### Your task
Pick out each line of the records that contains the word "class", matching case exactly, and copy those lines.
** Begin Input records **
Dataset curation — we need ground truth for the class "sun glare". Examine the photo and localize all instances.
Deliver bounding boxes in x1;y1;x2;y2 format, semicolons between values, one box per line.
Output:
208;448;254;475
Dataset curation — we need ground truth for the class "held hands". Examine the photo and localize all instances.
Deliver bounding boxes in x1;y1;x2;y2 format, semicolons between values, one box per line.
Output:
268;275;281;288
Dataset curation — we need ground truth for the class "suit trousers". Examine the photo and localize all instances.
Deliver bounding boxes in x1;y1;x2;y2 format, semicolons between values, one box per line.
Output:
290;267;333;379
** End Input records **
** Begin Input records **
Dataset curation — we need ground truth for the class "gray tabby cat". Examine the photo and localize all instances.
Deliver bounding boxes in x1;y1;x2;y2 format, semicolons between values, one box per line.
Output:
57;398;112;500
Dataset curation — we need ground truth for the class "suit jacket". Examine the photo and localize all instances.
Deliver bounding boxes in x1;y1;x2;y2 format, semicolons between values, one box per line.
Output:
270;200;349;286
** End Input records **
### Solution to this problem
Dataset curation — we need ground truth for the class "sun glare". Examine the photo and localize all instances.
Dataset curation — we need ground truth for the class "held hands". Examine the photo and localize all instances.
Dataset curation — we need ground truth for the class "suit trousers". Examine the photo and localize all instances.
Dataset curation — we need ground truth for the class "gray tabby cat". Examine the photo and localize all instances.
Dataset curation — we need ground truth for the class "suit jacket". Examine the photo and localize all instances.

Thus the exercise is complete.